#### Provided information ####

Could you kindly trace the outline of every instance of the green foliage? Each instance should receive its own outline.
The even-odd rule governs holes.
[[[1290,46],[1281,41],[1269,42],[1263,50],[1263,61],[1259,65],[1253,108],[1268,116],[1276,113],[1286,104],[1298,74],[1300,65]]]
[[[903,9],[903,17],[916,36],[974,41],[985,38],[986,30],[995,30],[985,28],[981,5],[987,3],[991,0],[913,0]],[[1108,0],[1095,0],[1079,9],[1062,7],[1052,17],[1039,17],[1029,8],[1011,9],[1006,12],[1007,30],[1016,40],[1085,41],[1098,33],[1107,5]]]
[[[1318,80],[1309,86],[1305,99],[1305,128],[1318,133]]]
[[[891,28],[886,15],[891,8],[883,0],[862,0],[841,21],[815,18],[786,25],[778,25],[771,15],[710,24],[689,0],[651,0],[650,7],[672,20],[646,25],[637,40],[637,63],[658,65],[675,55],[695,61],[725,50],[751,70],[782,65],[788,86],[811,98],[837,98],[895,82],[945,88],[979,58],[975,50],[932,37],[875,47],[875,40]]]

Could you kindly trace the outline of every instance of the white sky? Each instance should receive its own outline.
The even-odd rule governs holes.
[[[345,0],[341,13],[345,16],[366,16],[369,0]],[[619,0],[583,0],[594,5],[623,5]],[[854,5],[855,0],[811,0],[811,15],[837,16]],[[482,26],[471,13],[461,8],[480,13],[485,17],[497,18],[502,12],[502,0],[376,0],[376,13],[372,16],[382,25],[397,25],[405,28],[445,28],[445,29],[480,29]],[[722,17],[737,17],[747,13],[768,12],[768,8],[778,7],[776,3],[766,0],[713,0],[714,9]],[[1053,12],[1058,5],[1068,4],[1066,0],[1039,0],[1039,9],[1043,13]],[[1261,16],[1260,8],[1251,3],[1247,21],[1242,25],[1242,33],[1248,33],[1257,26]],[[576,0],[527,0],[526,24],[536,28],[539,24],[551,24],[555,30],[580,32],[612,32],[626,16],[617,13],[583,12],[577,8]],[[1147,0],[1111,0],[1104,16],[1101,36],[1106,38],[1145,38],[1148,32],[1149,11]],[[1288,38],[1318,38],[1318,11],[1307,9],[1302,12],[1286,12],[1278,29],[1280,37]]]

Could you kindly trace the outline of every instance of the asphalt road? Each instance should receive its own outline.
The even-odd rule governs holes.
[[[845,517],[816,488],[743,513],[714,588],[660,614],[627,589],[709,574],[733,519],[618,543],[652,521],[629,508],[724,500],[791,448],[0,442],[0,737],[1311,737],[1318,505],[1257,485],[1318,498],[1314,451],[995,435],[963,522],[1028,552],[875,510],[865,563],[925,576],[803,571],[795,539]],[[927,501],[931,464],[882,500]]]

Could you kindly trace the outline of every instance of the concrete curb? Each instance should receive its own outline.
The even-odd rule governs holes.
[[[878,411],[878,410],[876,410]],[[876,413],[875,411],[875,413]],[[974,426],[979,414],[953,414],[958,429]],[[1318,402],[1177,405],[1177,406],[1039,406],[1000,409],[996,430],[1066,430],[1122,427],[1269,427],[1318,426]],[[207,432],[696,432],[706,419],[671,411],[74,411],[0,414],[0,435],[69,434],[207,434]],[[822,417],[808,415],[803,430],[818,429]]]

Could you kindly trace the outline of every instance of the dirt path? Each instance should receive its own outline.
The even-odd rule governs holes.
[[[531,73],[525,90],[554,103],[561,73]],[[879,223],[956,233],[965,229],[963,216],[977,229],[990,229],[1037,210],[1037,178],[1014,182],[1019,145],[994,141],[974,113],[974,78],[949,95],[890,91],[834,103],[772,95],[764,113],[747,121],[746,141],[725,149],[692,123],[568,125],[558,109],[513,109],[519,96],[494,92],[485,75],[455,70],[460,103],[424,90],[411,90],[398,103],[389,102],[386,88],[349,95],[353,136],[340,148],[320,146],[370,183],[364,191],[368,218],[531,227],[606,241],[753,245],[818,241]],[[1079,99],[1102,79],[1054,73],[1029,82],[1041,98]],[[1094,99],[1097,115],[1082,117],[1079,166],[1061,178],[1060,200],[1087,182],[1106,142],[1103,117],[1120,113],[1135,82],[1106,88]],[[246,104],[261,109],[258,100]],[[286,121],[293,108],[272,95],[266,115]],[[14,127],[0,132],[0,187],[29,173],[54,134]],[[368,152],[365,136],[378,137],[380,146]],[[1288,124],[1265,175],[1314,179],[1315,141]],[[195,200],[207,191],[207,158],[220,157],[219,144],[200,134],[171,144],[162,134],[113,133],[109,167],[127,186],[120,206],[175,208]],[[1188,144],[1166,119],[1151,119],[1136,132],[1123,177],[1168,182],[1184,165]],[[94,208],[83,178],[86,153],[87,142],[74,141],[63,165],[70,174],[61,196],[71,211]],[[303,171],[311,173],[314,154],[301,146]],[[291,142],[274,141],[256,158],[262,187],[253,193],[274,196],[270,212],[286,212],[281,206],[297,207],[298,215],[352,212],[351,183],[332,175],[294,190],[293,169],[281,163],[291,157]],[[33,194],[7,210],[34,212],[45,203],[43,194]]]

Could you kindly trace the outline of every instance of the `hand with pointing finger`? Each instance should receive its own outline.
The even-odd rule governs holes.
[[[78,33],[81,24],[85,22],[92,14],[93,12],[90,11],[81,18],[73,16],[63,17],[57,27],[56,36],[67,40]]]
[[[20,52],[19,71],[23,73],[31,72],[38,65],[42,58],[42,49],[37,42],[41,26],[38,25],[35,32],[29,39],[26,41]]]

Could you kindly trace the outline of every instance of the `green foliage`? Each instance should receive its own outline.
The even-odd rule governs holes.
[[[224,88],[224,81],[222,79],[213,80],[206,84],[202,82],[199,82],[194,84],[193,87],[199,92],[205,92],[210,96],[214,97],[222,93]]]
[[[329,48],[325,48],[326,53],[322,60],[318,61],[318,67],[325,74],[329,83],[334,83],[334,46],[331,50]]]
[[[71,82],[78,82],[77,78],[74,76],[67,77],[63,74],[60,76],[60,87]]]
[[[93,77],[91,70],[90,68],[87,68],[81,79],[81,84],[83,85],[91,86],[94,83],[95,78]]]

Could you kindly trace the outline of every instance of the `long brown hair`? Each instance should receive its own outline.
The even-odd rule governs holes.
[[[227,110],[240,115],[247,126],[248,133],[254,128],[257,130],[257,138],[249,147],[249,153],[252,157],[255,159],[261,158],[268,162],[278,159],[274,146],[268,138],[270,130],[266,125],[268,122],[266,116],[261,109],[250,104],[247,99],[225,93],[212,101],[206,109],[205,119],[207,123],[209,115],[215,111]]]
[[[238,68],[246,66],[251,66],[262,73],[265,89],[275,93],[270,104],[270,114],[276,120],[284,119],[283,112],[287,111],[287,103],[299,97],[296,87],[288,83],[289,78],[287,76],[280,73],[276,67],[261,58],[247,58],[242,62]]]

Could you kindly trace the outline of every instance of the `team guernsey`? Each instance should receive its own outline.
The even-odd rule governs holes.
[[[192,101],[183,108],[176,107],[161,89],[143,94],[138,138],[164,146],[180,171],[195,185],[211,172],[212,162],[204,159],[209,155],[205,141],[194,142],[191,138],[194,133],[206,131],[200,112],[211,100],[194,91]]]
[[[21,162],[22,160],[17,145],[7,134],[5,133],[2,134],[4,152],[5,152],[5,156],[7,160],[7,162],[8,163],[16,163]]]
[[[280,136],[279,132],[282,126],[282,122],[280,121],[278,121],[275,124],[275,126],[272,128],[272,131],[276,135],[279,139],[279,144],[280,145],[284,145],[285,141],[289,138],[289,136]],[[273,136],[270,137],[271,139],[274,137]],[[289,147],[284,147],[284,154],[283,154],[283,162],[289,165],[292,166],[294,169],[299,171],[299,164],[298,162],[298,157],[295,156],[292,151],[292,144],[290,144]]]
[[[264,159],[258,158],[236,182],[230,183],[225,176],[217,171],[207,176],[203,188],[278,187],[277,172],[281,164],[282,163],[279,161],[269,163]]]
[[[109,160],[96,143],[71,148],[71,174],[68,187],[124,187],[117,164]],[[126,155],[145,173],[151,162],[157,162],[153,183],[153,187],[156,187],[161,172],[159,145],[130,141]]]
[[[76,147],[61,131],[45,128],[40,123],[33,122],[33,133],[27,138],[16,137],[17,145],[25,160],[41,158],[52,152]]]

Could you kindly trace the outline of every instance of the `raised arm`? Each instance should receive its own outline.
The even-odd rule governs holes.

####

Pull out every line of the rows above that contains the string "green", matching case exactly.

■ **Finished exercise**:
Could you kindly trace the outline of every instance of the green foliage? Each instance should receive its own outline.
Could you kindly trace the outline of every instance of the `green foliage`? Each instance should receive its own outline.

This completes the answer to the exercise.